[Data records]
* * *

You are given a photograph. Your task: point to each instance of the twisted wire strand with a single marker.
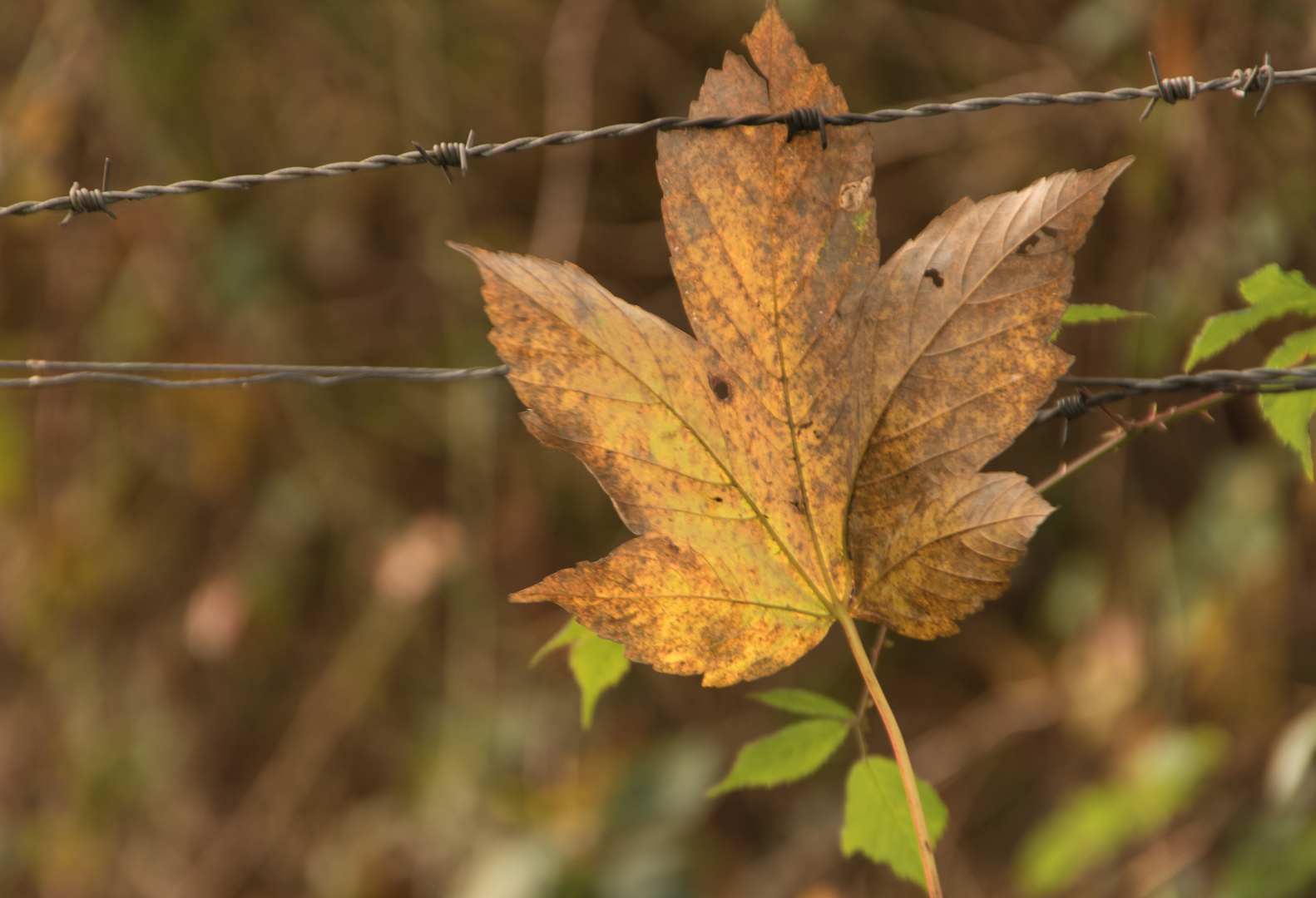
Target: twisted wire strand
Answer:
(1241, 81)
(1250, 380)
(183, 375)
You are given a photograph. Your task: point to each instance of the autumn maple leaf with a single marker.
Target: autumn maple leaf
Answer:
(812, 452)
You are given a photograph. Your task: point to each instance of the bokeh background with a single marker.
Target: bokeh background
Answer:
(255, 644)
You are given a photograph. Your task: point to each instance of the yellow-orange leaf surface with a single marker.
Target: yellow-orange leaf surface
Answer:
(814, 450)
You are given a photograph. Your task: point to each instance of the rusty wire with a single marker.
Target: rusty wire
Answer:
(457, 155)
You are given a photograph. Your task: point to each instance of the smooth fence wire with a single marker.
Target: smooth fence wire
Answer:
(457, 155)
(147, 373)
(189, 375)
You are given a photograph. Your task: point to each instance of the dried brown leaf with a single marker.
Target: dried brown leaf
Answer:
(814, 377)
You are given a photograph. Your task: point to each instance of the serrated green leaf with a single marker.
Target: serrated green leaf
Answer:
(1099, 312)
(803, 701)
(1289, 414)
(1094, 823)
(561, 639)
(598, 664)
(1270, 294)
(878, 821)
(789, 755)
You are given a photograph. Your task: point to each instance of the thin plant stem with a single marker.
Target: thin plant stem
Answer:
(865, 701)
(1126, 433)
(898, 748)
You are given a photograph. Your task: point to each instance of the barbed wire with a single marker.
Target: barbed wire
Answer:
(457, 155)
(1250, 380)
(138, 373)
(144, 373)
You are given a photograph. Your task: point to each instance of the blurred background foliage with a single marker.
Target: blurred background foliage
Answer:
(255, 644)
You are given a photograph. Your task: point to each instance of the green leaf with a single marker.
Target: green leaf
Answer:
(878, 821)
(1290, 413)
(1091, 314)
(1270, 294)
(802, 701)
(1094, 823)
(596, 663)
(787, 755)
(563, 638)
(1277, 860)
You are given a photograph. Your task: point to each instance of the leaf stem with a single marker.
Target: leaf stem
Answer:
(898, 747)
(1128, 430)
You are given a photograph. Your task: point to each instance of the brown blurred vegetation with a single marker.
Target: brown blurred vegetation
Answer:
(255, 642)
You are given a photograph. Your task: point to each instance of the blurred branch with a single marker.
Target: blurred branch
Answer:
(567, 101)
(450, 154)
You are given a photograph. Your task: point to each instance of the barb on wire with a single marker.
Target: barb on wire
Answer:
(1252, 380)
(1241, 81)
(144, 373)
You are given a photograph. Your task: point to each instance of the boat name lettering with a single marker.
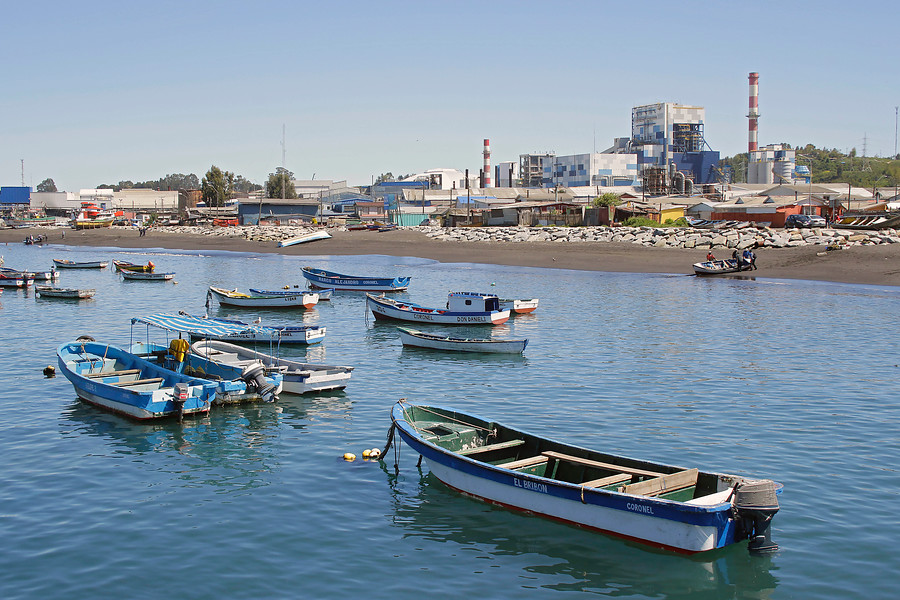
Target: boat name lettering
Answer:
(648, 510)
(530, 485)
(350, 281)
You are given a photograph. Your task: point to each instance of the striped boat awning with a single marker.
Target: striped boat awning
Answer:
(203, 326)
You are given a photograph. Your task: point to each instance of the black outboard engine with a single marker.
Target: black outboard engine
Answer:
(255, 375)
(755, 504)
(181, 396)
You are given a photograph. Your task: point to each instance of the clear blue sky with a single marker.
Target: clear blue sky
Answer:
(98, 92)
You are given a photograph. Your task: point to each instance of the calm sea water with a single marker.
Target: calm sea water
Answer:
(789, 380)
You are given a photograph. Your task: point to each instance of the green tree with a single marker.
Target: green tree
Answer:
(217, 186)
(280, 184)
(48, 185)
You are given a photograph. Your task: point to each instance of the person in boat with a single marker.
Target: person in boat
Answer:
(747, 259)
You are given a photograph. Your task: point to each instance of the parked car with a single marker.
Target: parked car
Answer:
(817, 221)
(804, 221)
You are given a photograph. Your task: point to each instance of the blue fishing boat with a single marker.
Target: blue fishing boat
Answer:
(319, 278)
(463, 308)
(230, 330)
(124, 382)
(664, 506)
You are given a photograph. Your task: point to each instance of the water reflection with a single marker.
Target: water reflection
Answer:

* * *

◆ **Problem description**: Starting at the line containing "in boat with a single marker." and continuing through the final line of the records, present those lines as a numbered list, omitting any blank lines.

◆ **Result of the exercise**:
1. You are given a photograph. Your task: point to each instance of the person in boat with a single marker.
2. Target: person in boat
3. Answer:
4. (747, 259)
5. You are given a photograph. Your task: point to each instance of the parked car with a single marker.
6. Target: parked car
7. Answer:
8. (817, 221)
9. (804, 221)
10. You are given a photograph. Your task: point to each instance of the blue fishing boat with a single marker.
11. Target: blue fishing boat
12. Answer:
13. (319, 278)
14. (463, 308)
15. (230, 330)
16. (124, 382)
17. (664, 506)
18. You are given a photograph. Your task: point to each instance of the water reflection with a single marker.
19. Target: water reflection
20. Answer:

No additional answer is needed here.